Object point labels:
==============================
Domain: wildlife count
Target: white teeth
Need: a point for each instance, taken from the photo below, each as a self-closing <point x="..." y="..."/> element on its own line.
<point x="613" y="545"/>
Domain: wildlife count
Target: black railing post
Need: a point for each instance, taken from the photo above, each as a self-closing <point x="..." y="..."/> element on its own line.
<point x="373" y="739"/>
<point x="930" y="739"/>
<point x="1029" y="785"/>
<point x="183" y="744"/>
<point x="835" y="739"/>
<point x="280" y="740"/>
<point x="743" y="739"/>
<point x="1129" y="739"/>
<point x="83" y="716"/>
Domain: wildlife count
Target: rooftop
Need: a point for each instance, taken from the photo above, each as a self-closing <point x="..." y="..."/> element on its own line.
==============================
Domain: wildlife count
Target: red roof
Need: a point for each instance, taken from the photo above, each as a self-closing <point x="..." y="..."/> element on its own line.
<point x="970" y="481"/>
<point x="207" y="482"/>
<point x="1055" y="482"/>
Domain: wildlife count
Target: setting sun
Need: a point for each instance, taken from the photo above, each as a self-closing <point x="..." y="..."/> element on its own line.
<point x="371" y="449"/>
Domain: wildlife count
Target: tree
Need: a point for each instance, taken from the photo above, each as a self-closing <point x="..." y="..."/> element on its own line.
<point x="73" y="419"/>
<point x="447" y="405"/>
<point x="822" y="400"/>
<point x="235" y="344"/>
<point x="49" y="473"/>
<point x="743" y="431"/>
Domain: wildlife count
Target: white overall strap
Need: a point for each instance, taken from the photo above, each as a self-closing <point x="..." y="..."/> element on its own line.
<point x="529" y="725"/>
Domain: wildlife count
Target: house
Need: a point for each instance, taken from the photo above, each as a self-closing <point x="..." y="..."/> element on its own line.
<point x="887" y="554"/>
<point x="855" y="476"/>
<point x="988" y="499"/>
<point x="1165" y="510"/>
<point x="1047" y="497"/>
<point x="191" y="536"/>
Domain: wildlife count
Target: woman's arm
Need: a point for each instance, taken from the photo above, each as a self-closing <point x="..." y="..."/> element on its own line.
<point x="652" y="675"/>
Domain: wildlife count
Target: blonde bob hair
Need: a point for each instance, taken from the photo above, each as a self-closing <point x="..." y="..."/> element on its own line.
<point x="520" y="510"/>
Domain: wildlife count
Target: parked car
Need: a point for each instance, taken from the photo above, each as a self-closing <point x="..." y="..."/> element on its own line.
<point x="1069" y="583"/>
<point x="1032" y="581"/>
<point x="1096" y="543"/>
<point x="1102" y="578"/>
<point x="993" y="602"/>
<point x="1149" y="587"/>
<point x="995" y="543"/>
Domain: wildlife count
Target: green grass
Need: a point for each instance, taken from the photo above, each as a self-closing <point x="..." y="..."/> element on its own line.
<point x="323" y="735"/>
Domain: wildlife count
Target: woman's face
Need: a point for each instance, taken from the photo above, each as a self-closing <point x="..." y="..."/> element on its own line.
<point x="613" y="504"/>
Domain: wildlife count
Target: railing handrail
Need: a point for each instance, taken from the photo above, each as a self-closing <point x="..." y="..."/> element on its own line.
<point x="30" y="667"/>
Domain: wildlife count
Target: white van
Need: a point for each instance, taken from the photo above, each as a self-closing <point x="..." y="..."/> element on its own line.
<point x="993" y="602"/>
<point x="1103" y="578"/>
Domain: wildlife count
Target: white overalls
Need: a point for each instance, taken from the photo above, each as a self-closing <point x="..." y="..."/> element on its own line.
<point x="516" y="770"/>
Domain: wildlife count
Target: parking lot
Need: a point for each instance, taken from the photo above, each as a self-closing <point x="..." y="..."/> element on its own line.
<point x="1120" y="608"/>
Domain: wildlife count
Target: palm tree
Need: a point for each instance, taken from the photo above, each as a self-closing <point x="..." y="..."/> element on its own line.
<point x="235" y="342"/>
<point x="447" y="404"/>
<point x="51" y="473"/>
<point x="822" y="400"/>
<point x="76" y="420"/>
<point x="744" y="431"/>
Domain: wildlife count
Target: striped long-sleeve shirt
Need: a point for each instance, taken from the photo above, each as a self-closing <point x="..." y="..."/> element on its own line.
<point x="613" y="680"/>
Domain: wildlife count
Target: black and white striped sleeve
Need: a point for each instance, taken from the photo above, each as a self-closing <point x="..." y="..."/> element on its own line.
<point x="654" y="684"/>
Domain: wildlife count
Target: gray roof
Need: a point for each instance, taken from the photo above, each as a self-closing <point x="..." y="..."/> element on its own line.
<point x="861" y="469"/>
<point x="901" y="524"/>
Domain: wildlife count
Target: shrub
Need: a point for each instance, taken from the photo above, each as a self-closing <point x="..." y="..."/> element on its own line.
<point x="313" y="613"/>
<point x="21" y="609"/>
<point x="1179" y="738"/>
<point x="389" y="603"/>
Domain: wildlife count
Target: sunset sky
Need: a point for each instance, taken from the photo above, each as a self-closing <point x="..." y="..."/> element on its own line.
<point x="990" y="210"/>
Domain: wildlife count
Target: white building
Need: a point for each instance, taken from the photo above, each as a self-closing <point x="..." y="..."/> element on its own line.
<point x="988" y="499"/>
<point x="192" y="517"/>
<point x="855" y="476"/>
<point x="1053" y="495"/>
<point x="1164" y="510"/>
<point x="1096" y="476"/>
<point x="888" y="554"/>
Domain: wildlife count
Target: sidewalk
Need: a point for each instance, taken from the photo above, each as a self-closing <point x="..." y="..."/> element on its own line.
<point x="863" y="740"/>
==============================
What you will do — Tally the lines in the entries above that contain the word "black". Reply with only the number.

Result of the exercise — 2